▶ [What you should do]:
The result should be the listing below, restated exactly, with its pictures left out.

○ ○ ○ ○

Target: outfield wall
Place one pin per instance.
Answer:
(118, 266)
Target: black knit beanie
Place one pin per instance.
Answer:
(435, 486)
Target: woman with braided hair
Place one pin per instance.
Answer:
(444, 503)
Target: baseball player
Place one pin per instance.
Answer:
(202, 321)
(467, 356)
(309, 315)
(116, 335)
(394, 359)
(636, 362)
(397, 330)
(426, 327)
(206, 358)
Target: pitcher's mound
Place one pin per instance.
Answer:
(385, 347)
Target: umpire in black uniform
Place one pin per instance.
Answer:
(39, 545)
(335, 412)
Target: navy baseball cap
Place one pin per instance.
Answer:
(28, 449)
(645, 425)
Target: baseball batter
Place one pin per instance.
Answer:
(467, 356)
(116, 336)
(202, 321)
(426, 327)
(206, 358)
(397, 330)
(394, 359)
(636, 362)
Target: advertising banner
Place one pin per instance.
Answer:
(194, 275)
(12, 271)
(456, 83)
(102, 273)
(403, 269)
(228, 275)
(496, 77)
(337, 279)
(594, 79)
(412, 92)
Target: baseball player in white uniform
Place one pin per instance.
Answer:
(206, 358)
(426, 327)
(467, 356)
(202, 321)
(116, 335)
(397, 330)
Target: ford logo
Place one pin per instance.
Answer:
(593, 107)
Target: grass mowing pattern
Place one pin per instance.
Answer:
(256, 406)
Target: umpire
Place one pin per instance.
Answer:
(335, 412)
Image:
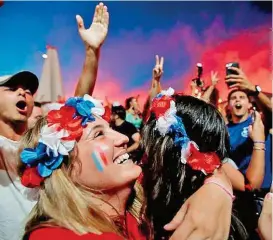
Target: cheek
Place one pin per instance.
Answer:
(99, 158)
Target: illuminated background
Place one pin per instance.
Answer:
(185, 33)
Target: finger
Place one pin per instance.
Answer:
(96, 14)
(235, 86)
(267, 205)
(161, 62)
(156, 60)
(178, 218)
(250, 129)
(197, 235)
(184, 230)
(80, 22)
(156, 70)
(100, 12)
(238, 70)
(233, 76)
(258, 116)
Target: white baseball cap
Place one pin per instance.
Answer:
(25, 78)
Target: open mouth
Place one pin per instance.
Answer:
(122, 159)
(238, 106)
(21, 105)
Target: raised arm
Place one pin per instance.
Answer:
(155, 86)
(93, 38)
(256, 168)
(206, 219)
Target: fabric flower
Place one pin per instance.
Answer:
(205, 162)
(164, 122)
(31, 178)
(160, 106)
(82, 108)
(98, 108)
(66, 119)
(53, 140)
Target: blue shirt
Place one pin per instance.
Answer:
(242, 146)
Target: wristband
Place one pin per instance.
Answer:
(263, 142)
(257, 148)
(219, 184)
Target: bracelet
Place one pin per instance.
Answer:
(257, 148)
(259, 142)
(217, 182)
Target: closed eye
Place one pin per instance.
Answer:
(98, 134)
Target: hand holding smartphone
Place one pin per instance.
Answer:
(230, 71)
(253, 114)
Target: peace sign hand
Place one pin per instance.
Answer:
(158, 69)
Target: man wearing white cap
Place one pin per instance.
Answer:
(16, 104)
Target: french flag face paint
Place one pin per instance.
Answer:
(99, 159)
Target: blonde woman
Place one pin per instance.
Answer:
(84, 180)
(82, 172)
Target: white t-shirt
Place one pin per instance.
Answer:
(16, 201)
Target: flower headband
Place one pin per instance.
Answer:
(163, 105)
(57, 138)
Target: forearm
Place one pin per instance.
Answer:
(133, 147)
(255, 170)
(155, 89)
(222, 176)
(87, 80)
(236, 177)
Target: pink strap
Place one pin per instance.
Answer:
(218, 183)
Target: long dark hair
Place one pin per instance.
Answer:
(167, 182)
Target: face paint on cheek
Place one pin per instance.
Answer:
(99, 159)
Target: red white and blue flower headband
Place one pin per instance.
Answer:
(57, 138)
(164, 108)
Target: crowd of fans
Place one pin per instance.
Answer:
(178, 169)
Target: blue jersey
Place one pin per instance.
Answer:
(242, 146)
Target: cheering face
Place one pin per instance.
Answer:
(16, 103)
(239, 104)
(134, 104)
(102, 162)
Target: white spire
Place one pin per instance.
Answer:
(50, 86)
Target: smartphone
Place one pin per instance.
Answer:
(230, 71)
(253, 114)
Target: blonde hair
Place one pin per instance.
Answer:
(64, 203)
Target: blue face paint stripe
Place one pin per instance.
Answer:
(97, 161)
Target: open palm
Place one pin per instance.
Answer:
(95, 35)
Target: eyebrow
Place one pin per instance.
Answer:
(93, 129)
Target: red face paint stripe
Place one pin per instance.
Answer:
(102, 155)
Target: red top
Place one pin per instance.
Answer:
(55, 233)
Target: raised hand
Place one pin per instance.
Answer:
(214, 78)
(158, 69)
(240, 81)
(95, 35)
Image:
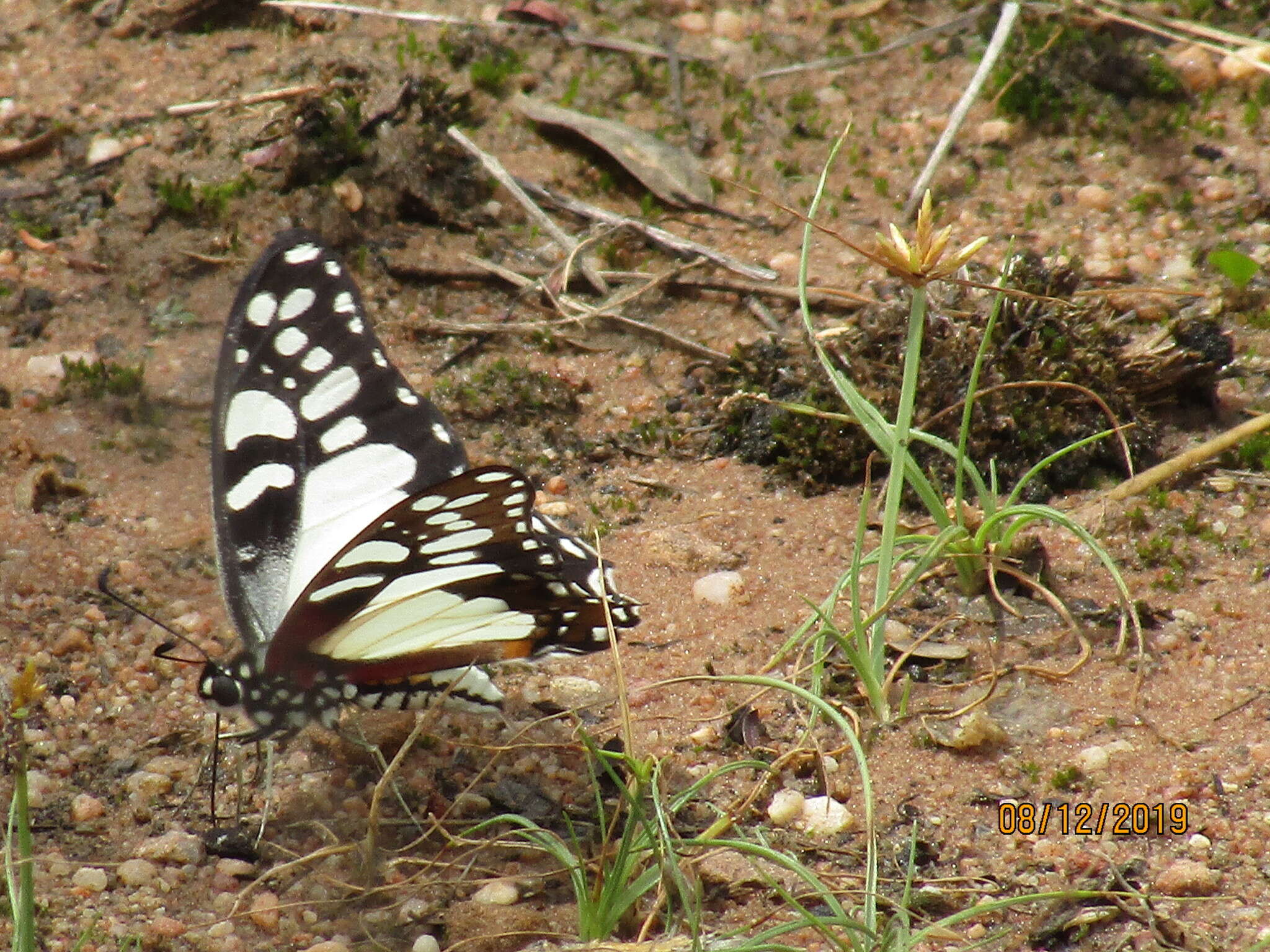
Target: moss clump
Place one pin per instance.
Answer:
(1062, 75)
(512, 395)
(1041, 340)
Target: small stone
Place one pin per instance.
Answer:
(469, 804)
(1091, 759)
(995, 133)
(1194, 66)
(164, 927)
(729, 24)
(718, 588)
(265, 912)
(148, 785)
(1094, 197)
(1238, 66)
(40, 788)
(174, 847)
(786, 808)
(499, 892)
(136, 873)
(86, 808)
(103, 149)
(91, 879)
(1217, 188)
(825, 816)
(349, 195)
(1188, 878)
(1199, 847)
(556, 509)
(235, 868)
(571, 692)
(694, 22)
(704, 736)
(831, 97)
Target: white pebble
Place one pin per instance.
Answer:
(825, 816)
(91, 878)
(86, 808)
(1093, 759)
(138, 873)
(1199, 845)
(175, 847)
(499, 892)
(786, 806)
(718, 588)
(103, 149)
(40, 788)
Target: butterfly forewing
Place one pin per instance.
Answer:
(315, 433)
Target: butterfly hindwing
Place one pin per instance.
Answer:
(314, 431)
(456, 575)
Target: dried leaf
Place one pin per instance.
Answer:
(671, 173)
(747, 729)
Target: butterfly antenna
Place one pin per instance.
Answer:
(166, 649)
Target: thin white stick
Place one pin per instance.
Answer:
(368, 12)
(1005, 23)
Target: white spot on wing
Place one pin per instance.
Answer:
(339, 498)
(296, 304)
(375, 551)
(460, 540)
(301, 253)
(331, 392)
(254, 413)
(426, 621)
(343, 434)
(338, 588)
(260, 309)
(257, 483)
(316, 359)
(290, 342)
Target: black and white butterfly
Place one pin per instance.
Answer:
(361, 559)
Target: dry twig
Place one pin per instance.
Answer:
(567, 243)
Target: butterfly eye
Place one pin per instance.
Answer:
(220, 689)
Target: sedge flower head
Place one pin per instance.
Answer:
(923, 260)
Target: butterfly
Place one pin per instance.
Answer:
(361, 559)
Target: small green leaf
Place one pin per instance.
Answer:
(1237, 267)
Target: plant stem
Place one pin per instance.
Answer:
(895, 490)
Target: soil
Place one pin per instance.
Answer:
(134, 259)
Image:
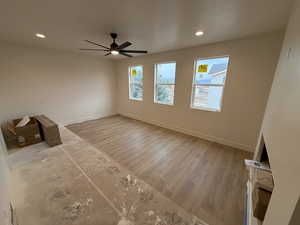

○ ○ ○ ○

▶ [Solution]:
Target: outfield wall
Place one pin per instance.
Answer:
(118, 266)
Target: black knit beanie
Place one pin per instance.
Answer:
(435, 486)
Target: woman with braided hair
Place one pin per instance.
Answer:
(444, 503)
Target: baseball player
Place one pin per instance.
Answer:
(202, 321)
(467, 356)
(309, 315)
(116, 335)
(394, 359)
(636, 362)
(397, 330)
(426, 327)
(206, 358)
Target: pitcher's mound
Place one pin per instance.
Answer:
(385, 347)
Target: umpire in black uniform
Place one pin per instance.
Answer:
(39, 545)
(335, 412)
Target: navy baseball cap
Place one pin per instance.
Answer:
(28, 449)
(645, 425)
Target: baseball batter
Place one pin per instance.
Answer:
(467, 356)
(116, 336)
(202, 321)
(426, 327)
(206, 358)
(397, 330)
(394, 359)
(636, 362)
Target: advertising banner
Place one pin per instance.
Answer:
(194, 275)
(12, 271)
(456, 83)
(102, 273)
(403, 269)
(228, 275)
(496, 77)
(337, 279)
(594, 79)
(412, 92)
Target: baseball player in white uniform
Place one pin per instance.
Answer:
(206, 358)
(426, 327)
(467, 356)
(202, 321)
(116, 335)
(397, 330)
Target: ford logo
Place one pin per instance.
Answer:
(593, 107)
Target: grass mowing pattern
Place one pin per instance.
Answer:
(256, 406)
Target: umpire
Place one pin per instance.
Answer:
(335, 412)
Image:
Target: cheek
Place one pin per instance.
Answer:
(99, 158)
Target: illuminated background
Place one pin per instance.
Answer:
(185, 33)
Target: finger
Place one pin per instance.
Answer:
(96, 14)
(235, 86)
(267, 205)
(161, 62)
(156, 60)
(178, 218)
(250, 129)
(197, 235)
(184, 230)
(80, 22)
(156, 70)
(100, 12)
(238, 70)
(233, 76)
(258, 116)
Target: white baseball cap
Place one pin per instance.
Answer:
(25, 78)
Target: open mouth
Place one pin per instance.
Answer:
(122, 159)
(238, 106)
(21, 105)
Target: raised arm
Place one pin per instance.
Answer:
(155, 86)
(93, 38)
(256, 168)
(206, 219)
Target: fabric flower
Place one pin per instance.
Answer:
(205, 162)
(164, 122)
(31, 178)
(160, 106)
(82, 108)
(98, 108)
(66, 119)
(53, 140)
Target: blue shirt
Place one pin per instance.
Answer:
(242, 146)
Target: wristband
Place one pin per instance.
Answer:
(263, 142)
(257, 148)
(219, 184)
Target: bracelet
Place one pin per instance.
Answer:
(257, 148)
(259, 142)
(217, 182)
Target: closed eye
Place one pin per instance.
Answer:
(98, 134)
Target: hand holding smartphone
Place one pin per instance.
Answer:
(230, 71)
(253, 114)
Target: peace sign hand
Place one pin per instance.
Answer:
(158, 69)
Target: man wearing white cap
Place one pin per instance.
Answer:
(16, 104)
Target: french flag face paint
Place one pin per instance.
Answer:
(99, 159)
Target: blonde woman
Place one pin per instance.
Answer:
(84, 180)
(82, 172)
Target: white t-shirt
Place one pin per instance.
Answer:
(16, 201)
Target: flower headband
Place one pin per instance.
Answer:
(163, 105)
(57, 138)
Target: forearm
Place one pin per instance.
Answer:
(133, 147)
(255, 170)
(155, 89)
(222, 176)
(87, 80)
(236, 177)
Target: pink strap
Place one pin per instance.
Answer:
(218, 183)
Target: long dark hair
Place one pin per instance.
Answer:
(167, 182)
Target: face paint on cheek
Place one pin per instance.
Answer:
(99, 159)
Target: red white and blue flower headband
Place one pin per instance.
Answer:
(57, 138)
(164, 108)
Target: crowd of fans
Place one pin per instance.
Answer:
(178, 169)
Target: blue jersey
Place one pin per instance.
Answer:
(242, 146)
Target: cheering face
Place one pin per instance.
Answer:
(16, 103)
(239, 104)
(134, 104)
(102, 162)
Target: white spire
Place one pin per instance.
Answer:
(50, 86)
Target: smartphone
Place one pin per instance.
Answer:
(230, 71)
(253, 114)
Target: blonde hair
Place one pin per instance.
Answer:
(64, 203)
Target: blue face paint stripe
Place one pin per instance.
Answer:
(97, 161)
Target: open palm
Place one pin per instance.
Answer:
(95, 35)
Target: eyebrow
Place one pin per instance.
Answer:
(93, 129)
Target: red face paint stripe
Place one pin per instance.
Answer:
(102, 155)
Target: red top
Place one pin per instance.
Answer:
(55, 233)
Target: raised hand
Place one pin per instance.
Answer:
(214, 78)
(158, 69)
(240, 81)
(95, 35)
Image:
Target: moss clump
Place one pin per instance.
Answer:
(1062, 75)
(512, 395)
(1041, 340)
Target: small stone
Place one pin per instance.
Answer:
(469, 804)
(1091, 759)
(995, 133)
(1194, 66)
(164, 927)
(729, 24)
(718, 588)
(265, 912)
(148, 785)
(1094, 197)
(1238, 66)
(40, 788)
(174, 847)
(786, 808)
(499, 892)
(136, 873)
(86, 808)
(103, 149)
(91, 879)
(1217, 188)
(825, 816)
(349, 195)
(1188, 878)
(1199, 847)
(556, 509)
(235, 868)
(571, 692)
(694, 22)
(704, 736)
(831, 97)
Target: white pebble
Place one pin per instance.
Answer:
(825, 816)
(91, 878)
(86, 808)
(1093, 759)
(138, 873)
(1199, 845)
(175, 847)
(499, 892)
(786, 806)
(718, 588)
(103, 149)
(40, 788)
Target: butterfly forewing
Place one pin per instance.
Answer:
(315, 433)
Target: butterfly hindwing
Place one pin per instance.
Answer:
(314, 431)
(456, 575)
Target: dried leaf
Place one pin per instance.
Answer:
(671, 173)
(747, 729)
Target: butterfly antenna
Place one pin per instance.
Answer:
(166, 649)
Target: thin white stick
Place one pin per instance.
Answer:
(368, 12)
(1005, 23)
Target: white spot on wing
Place one pin per instance.
Answer:
(339, 498)
(296, 304)
(375, 551)
(460, 540)
(301, 253)
(331, 392)
(254, 413)
(426, 621)
(343, 434)
(338, 588)
(260, 309)
(257, 483)
(316, 359)
(290, 342)
Target: black and white butterfly
Place one pin per instance.
Answer:
(361, 559)
Target: dry twig
Place one pin per instance.
Answer:
(567, 243)
Target: butterfly eye
Place one pin per instance.
Answer:
(220, 689)
Target: sedge flower head
Place one pin per instance.
Answer:
(923, 260)
Target: butterfly
Place one pin per instance.
Answer:
(361, 559)
Target: small green leaf
Place one pin per instance.
Answer:
(1237, 267)
Target: plant stem
Place one pin per instance.
Answer:
(895, 490)
Target: soil
Place one pin per instance.
Answer:
(134, 259)
Image:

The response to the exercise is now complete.